-- INSTRUCTIONS TO FOLLOW --
Please convert the records below, from the line with "Per instance of the teapot" through the end of the records, into a two-column CSV with headers record_text and answer: one row per record, each field in double quotes and any line breaks replaced by spaces.

----

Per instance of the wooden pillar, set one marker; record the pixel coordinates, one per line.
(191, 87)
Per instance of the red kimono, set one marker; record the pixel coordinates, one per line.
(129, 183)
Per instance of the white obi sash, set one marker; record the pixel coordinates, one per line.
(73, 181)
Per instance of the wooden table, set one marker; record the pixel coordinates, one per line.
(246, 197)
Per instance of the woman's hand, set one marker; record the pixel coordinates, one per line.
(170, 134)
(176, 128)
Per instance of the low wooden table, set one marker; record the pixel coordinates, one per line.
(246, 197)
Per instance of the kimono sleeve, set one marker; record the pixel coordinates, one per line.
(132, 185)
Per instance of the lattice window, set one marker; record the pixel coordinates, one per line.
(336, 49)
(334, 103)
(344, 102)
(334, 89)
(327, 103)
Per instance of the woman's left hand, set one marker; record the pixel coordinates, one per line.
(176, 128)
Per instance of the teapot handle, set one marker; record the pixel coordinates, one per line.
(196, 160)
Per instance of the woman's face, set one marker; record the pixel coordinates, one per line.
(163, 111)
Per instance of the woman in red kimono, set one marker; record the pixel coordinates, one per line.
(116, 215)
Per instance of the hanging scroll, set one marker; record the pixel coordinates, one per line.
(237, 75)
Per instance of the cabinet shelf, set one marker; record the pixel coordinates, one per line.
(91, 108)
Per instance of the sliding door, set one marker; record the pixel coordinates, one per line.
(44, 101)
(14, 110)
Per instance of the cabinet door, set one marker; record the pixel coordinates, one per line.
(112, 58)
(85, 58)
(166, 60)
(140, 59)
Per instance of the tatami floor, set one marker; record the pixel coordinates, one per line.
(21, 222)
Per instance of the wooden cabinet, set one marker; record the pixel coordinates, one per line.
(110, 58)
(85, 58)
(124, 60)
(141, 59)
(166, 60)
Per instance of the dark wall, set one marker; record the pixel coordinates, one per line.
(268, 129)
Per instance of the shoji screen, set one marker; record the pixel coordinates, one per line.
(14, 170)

----

-- EXERCISE RESULT --
record_text,answer
"Per instance of the teapot handle, set one marker; record the pixel coordinates, one per line.","(196, 160)"
"Per instance of the woman's face, set one marker; record the pixel coordinates, one per line.","(163, 111)"
"Per instance of the woman in red kimono, set one marker; record the pixel coordinates, one per line.","(116, 215)"
"Per instance of the hanging scroll, set one marker; record the pixel coordinates, one per line.","(237, 75)"
"Per instance of the cabinet shelf, set one marker; record the pixel coordinates, one per line.","(91, 108)"
"Per instance of the sliding door, set one marker; record the pixel coordinates, one per line.","(44, 101) (14, 110)"
"Per instance of the cabinet door, set one marker; record the pixel coordinates, one per line.","(112, 58) (85, 58) (166, 60) (140, 59)"
"Per instance of the tatami floor, set one marker; record the pixel coordinates, one per line.","(21, 222)"
"Per instance of the wooden cabinet, set one marker; record the pixel coordinates, one per line.","(110, 58) (85, 58) (124, 60) (141, 59) (166, 60)"
"Per instance of the dark wall, set one marker; record the pixel coordinates, one per line.","(268, 129)"
"Per instance of the shoji screen, set one marker; record the pixel coordinates, one per line.","(14, 170)"